**What to do:**
State only the number of lines in the listing below that contain the string "arched". The match is case-sensitive.

[Saved entries]
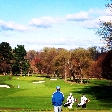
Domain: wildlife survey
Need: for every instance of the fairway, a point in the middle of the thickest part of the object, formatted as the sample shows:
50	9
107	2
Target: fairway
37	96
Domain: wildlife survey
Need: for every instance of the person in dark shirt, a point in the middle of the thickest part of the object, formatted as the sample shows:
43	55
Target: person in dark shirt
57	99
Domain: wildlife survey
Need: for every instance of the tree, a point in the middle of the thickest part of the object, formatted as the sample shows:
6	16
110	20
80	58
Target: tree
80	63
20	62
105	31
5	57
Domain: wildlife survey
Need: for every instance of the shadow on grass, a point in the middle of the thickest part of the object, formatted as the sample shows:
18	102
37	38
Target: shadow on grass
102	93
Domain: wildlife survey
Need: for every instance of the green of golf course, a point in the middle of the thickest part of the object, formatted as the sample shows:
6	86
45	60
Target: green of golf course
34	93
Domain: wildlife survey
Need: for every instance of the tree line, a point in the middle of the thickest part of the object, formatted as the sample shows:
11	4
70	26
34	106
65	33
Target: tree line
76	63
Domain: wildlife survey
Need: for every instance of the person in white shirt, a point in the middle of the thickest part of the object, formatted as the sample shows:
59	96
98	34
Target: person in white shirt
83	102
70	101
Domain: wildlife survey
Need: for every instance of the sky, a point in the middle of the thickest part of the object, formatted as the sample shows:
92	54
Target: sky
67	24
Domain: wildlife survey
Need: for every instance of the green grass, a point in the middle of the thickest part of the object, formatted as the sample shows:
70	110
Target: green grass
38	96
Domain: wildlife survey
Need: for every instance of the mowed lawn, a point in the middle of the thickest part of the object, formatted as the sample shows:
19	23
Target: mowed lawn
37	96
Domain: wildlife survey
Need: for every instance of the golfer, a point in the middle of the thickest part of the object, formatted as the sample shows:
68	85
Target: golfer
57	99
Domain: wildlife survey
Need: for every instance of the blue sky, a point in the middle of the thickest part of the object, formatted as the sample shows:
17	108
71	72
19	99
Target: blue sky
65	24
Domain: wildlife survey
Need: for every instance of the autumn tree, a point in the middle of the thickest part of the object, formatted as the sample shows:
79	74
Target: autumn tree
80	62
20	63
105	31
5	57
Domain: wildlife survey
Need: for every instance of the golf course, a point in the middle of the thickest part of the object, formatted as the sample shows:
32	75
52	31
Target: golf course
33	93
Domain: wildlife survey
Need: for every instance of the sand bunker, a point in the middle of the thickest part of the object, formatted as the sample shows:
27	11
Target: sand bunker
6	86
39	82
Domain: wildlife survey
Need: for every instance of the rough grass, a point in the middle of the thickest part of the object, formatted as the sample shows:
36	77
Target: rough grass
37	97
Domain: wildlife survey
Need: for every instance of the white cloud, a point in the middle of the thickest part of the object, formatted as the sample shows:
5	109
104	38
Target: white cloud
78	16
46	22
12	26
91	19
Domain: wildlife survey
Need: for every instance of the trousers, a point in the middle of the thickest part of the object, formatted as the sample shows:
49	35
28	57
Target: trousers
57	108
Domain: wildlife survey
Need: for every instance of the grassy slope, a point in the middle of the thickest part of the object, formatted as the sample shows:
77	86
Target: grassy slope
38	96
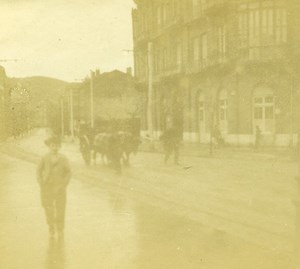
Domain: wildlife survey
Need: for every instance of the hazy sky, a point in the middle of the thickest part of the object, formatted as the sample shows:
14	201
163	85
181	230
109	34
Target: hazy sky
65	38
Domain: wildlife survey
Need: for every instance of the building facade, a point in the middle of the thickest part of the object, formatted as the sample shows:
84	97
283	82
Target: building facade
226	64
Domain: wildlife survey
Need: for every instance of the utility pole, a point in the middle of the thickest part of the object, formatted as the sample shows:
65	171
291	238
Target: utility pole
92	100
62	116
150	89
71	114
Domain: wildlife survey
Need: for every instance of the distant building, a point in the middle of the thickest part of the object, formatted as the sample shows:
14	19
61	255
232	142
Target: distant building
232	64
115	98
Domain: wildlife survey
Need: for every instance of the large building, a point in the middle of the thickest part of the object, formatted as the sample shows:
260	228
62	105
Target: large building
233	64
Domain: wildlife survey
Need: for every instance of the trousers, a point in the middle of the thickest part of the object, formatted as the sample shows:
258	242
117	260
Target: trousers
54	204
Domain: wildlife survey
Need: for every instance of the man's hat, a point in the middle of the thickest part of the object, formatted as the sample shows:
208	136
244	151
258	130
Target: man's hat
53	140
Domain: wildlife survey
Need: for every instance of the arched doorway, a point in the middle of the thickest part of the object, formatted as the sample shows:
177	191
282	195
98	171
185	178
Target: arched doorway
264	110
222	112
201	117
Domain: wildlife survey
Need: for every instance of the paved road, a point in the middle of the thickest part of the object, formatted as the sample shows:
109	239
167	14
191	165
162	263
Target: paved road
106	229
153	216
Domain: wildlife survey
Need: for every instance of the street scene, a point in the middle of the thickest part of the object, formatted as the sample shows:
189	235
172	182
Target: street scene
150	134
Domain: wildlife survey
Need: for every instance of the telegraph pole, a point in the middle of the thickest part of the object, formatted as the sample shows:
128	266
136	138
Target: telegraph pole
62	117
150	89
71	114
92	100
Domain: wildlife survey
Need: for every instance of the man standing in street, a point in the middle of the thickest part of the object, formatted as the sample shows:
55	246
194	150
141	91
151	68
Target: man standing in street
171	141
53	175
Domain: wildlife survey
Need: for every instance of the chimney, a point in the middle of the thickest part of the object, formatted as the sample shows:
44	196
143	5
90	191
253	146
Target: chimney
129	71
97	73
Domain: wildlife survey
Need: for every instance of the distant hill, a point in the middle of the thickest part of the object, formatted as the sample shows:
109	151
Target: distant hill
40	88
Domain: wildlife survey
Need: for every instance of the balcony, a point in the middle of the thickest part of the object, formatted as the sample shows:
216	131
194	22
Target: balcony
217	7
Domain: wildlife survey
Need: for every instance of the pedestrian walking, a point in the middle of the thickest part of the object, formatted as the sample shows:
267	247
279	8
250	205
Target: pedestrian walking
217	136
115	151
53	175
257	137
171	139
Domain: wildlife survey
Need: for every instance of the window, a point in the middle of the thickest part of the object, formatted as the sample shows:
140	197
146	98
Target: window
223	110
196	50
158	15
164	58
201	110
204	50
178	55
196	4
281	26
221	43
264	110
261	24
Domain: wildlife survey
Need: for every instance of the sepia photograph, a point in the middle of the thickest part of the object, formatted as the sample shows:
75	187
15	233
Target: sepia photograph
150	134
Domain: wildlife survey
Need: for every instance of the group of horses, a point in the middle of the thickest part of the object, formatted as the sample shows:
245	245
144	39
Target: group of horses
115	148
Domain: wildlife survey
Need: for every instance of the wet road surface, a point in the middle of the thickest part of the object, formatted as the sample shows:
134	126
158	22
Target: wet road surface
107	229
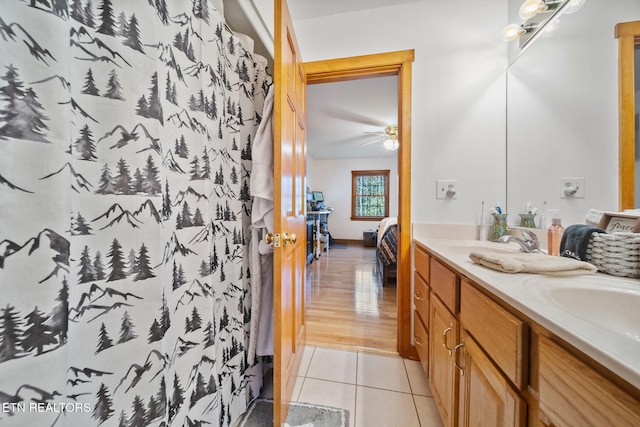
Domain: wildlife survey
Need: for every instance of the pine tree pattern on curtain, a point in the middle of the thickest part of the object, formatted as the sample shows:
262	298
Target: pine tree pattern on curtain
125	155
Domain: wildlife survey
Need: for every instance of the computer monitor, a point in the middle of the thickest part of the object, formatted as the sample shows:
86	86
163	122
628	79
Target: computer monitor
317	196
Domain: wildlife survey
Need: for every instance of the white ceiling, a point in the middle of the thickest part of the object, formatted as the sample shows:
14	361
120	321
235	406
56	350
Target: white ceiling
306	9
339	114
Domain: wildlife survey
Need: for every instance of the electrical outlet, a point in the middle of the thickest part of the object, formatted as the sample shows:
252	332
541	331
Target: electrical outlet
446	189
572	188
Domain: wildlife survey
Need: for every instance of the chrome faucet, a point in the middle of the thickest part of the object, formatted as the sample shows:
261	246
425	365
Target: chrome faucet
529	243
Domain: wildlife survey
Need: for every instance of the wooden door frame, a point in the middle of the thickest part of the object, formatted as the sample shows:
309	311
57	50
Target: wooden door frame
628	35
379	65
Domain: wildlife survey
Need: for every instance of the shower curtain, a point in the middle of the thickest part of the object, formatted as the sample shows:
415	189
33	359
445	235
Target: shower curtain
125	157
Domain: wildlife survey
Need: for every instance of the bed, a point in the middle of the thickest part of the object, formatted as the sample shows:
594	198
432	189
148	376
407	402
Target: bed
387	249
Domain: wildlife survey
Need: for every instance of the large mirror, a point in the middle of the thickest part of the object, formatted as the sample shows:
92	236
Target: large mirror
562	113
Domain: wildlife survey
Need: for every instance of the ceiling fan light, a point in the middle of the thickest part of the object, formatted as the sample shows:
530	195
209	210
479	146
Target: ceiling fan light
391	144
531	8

**Response:**
2